## Stated goal
Pull out each line in the entries below that contains the word "cheek".

━━━━━ Data supplied ━━━━━

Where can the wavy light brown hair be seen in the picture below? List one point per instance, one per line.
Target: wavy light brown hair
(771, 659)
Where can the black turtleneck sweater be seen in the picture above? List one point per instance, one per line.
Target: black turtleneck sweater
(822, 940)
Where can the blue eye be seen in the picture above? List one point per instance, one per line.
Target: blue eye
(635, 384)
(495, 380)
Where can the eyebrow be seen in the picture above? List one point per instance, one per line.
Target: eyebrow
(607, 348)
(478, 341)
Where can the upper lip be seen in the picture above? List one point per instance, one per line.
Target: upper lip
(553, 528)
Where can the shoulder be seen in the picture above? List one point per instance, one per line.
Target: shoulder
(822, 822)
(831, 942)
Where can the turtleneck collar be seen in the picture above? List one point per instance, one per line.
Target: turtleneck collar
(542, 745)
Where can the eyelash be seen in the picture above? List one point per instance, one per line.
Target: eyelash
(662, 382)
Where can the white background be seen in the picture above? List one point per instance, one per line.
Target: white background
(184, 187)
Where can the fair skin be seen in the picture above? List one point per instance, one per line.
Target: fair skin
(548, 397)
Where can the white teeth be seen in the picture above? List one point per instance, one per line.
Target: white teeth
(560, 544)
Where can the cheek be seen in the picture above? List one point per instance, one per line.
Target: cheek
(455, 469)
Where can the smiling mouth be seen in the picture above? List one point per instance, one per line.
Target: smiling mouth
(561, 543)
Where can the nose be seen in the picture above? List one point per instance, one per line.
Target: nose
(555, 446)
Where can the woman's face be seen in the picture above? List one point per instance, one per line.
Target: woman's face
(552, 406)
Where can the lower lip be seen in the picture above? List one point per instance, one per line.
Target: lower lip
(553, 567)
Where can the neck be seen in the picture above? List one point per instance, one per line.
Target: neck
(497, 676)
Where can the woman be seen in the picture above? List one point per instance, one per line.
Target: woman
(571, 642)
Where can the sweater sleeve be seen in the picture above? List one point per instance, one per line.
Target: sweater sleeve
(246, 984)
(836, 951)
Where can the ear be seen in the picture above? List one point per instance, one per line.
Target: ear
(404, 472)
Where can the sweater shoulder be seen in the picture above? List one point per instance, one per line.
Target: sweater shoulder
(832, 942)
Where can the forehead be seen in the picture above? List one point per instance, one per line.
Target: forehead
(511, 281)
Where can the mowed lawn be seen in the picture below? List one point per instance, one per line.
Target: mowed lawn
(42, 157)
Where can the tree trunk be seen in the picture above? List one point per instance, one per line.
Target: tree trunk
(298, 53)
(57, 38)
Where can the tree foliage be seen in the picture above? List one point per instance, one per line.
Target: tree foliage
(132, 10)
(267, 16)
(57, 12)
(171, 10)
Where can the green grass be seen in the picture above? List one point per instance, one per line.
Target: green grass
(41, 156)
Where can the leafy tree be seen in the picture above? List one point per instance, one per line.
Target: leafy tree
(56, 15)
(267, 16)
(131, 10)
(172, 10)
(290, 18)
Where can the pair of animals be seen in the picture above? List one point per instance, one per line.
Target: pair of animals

━━━━━
━━━━━ Data supplied ━━━━━

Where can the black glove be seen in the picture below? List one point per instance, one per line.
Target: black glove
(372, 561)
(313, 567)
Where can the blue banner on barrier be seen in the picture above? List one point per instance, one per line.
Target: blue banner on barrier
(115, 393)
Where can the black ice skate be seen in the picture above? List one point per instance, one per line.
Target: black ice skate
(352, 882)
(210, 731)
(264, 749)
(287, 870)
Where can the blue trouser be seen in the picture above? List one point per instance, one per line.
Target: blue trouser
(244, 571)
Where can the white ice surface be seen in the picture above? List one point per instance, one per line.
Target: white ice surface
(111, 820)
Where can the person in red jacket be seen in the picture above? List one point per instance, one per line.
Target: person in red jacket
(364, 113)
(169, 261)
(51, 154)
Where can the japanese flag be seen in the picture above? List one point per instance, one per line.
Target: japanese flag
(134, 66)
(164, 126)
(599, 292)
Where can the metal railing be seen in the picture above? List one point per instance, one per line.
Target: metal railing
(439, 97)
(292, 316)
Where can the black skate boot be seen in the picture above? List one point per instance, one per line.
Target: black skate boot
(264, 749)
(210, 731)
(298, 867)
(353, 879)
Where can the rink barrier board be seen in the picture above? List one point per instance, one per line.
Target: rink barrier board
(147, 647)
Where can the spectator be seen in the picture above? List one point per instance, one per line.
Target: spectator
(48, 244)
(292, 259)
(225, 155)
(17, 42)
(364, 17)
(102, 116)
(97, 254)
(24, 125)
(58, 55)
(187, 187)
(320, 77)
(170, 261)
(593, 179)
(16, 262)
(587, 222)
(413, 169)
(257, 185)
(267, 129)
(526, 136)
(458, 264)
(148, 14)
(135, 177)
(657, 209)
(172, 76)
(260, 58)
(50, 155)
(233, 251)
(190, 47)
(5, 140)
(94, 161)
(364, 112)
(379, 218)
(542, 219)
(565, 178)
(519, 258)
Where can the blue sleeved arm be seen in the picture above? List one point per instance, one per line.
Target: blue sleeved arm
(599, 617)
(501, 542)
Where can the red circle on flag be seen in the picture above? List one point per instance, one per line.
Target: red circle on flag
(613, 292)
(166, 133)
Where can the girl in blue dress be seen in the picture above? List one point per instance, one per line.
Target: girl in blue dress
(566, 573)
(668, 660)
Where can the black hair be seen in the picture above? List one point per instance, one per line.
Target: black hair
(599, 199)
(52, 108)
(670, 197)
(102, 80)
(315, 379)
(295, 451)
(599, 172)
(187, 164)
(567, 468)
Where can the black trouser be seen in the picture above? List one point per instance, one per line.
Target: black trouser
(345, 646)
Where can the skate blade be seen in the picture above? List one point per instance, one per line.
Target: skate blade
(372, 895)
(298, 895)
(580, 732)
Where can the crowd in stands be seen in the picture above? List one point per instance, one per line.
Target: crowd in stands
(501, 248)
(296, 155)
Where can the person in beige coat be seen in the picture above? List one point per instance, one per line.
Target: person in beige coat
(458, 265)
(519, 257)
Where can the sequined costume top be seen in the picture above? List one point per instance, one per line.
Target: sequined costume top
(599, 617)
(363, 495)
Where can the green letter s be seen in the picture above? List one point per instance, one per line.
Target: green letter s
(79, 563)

━━━━━

## Output for this task
Where can the cheek be seen in the picture above? List one point per instance, one per line.
Target: cheek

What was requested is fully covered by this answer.